**DATA EXCERPTS**
+===+

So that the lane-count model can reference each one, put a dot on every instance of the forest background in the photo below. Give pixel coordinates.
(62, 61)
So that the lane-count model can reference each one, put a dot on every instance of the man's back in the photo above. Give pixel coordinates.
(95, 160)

+===+

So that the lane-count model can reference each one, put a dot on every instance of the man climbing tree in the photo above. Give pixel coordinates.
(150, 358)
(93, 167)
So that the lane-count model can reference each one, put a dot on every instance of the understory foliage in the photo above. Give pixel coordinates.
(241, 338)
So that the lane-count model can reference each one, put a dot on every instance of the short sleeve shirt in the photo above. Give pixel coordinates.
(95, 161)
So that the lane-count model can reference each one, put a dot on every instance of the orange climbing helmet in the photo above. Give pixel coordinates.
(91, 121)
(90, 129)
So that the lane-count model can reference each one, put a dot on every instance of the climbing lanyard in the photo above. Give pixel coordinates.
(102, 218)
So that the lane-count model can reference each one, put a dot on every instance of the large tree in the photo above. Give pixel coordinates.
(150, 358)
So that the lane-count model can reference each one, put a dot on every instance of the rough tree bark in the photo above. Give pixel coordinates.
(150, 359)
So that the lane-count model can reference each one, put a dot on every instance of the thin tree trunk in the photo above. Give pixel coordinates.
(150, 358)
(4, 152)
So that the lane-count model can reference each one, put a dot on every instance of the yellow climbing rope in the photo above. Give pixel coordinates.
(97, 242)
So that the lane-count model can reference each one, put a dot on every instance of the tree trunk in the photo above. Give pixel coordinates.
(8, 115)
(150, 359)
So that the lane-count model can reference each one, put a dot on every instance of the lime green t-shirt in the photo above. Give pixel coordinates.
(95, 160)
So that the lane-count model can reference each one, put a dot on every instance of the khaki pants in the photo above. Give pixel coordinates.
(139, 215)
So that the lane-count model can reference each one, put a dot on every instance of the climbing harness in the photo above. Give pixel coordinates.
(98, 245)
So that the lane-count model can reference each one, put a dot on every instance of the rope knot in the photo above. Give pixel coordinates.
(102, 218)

+===+

**SHORT EXERCISE**
Count the lines in the material above that contain the string "climbing", with case counting. Give only the number.

**EXPECTED ANSWER**
5